Entries for pointing and labeling:
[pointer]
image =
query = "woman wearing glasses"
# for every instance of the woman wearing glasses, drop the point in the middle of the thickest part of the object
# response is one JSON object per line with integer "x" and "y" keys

■ **TASK DIRECTIONS**
Write out every line of the records above word for word, changing nothing.

■ **RESPONSE TO THIS TASK**
[pointer]
image =
query = "woman wearing glasses"
# for every instance of the woman wearing glasses, drop the point in the middle of the thickest part of the object
# response is one JSON object per line with integer "x" and "y" keys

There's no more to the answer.